▶ _GIVEN PROBLEM A_
In the passage on Stream Segments, how many Readers would the largest effective Reader Group for Stream 1 contain?

▶ _DOCUMENT_

* * *

Events, Stream Segments and Auto Scaling¶
As mentioned earlier in this section, that an Event is written into one of the Stream Segments. By considering Auto Scaling, Stream Segments performs bucketing of Events based on Routing Key and time. It is obvious that, at any given time, Events published to a Stream with a given value of Routing Key will appear in the same Stream Segment.
It is also worth emphasizing that Events are written only on the active Stream Segments. Stream Segments that are sealed do not accept writes. In the figure above, at time now, only Stream Segments 3, 6 and 4 are active and the entire key space is covered between those three Stream Segments.
Stream Segments and Reader Groups¶
Stream Segments play a major role in understanding the way Reader Groups work.
Pravega assigns zero or more Stream Segments to each Reader in a Reader Group. Pravega tries to balances the number of Stream Segments assigned to each Reader. In the figure above, Reader B1 reads from two Stream Segments (Segment 0 and Segment 3), while the other Reader Group (Reader B2, Reader B3) have only only one Stream Segment to read from. Pravega makes sure that each Stream Segment is read exactly by one Reader in any Reader Group configured with that Stream. Irrespective of Readers being added to the Reader Group or removed from the Reader Group due to crash, Pravega reassigns Stream Segments to maintain balance among the Readers.
The number of Stream Segments in a Stream determines the upper bound of parallelism of readers within a Reader Group. If there are more Stream Segments, different Reader Groups and many parallel sets of Readers can effectively consume the Stream. In the above figure, Stream 1 has four Stream Segments. The largest effective Reader Group would contain four Readers. Reader Group B in the above figure is not quite optimal. If one more Reader was added to the Reader Group, each Reader would have one Stream Segment to process, thus maximizing read parallelism. However, the number of Readers in the Reader Group increases beyond 4, at least one of the Readers will not be assigned a Stream Segment.

* * *

▶ _ITEMS_
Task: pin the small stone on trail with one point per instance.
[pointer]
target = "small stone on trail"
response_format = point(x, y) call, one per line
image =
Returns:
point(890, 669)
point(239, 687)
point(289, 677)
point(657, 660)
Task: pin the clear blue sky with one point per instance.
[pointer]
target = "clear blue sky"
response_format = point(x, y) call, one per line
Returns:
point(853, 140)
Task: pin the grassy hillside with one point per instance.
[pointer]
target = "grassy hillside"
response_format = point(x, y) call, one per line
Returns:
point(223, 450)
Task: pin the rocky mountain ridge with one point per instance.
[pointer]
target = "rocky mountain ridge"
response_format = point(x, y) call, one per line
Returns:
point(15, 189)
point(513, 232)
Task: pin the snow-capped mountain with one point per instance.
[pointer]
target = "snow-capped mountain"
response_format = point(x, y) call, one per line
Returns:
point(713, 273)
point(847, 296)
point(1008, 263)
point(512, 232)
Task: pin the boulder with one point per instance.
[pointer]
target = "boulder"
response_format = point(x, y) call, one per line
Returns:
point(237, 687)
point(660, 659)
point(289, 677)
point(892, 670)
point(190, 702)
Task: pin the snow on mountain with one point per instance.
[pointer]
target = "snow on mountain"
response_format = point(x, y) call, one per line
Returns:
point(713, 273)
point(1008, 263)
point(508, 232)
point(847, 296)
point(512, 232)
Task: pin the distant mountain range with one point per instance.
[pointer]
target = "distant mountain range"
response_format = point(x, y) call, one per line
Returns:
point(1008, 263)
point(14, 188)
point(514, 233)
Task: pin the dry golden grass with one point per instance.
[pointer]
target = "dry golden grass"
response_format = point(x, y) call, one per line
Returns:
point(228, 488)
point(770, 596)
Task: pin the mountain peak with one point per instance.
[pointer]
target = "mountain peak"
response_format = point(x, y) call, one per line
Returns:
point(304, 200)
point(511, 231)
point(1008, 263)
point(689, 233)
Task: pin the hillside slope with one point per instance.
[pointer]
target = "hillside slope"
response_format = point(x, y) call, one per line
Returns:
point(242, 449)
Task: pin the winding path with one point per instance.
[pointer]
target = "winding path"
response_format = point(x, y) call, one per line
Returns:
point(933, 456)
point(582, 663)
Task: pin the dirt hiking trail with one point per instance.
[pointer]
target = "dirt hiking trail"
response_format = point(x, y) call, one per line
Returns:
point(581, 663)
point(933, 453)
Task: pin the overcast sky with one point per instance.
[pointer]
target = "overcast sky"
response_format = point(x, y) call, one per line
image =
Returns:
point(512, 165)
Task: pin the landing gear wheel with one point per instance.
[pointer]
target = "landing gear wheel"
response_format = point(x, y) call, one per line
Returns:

* * *

▶ _GIVEN PROBLEM B_
Change every "pin" to "mark" in the part of the records that opens with the line containing "Task: pin the snow on" and closes at the end of the records. Give back only those lines, with nothing else altered.

▶ _TASK OUTPUT A_
Four Readers.

▶ _TASK OUTPUT B_
Task: mark the snow on mountain with one point per instance.
[pointer]
target = "snow on mountain"
response_format = point(x, y) call, one per line
Returns:
point(713, 273)
point(1008, 263)
point(508, 232)
point(847, 296)
point(512, 232)
Task: mark the distant mountain range with one point per instance.
[pointer]
target = "distant mountain range"
response_format = point(x, y) call, one per line
Returns:
point(1008, 263)
point(14, 188)
point(514, 233)
Task: mark the dry golden grass with one point per instance.
[pointer]
target = "dry golden grass"
response_format = point(x, y) call, one per line
Returns:
point(228, 488)
point(770, 596)
Task: mark the mountain peak with one point per instance.
[pointer]
target = "mountain peak"
response_format = point(x, y) call, one per line
Returns:
point(304, 200)
point(511, 231)
point(1008, 263)
point(689, 233)
Task: mark the hillside slope with one point per instance.
[pointer]
target = "hillside slope"
response_format = point(x, y) call, one per line
Returns:
point(242, 449)
Task: mark the winding path with one point per instance.
[pointer]
target = "winding path"
response_format = point(x, y) call, one per line
Returns:
point(933, 456)
point(582, 663)
Task: mark the dirt hiking trail with one point per instance.
[pointer]
target = "dirt hiking trail"
response_format = point(x, y) call, one per line
Returns:
point(581, 663)
point(933, 453)
Task: mark the overcast sky with one point per instance.
[pointer]
target = "overcast sky"
response_format = point(x, y) call, one per line
image =
Returns:
point(512, 165)
Task: mark the landing gear wheel with one point per instance.
[pointer]
target = "landing gear wheel"
response_format = point(x, y) call, one per line
Returns:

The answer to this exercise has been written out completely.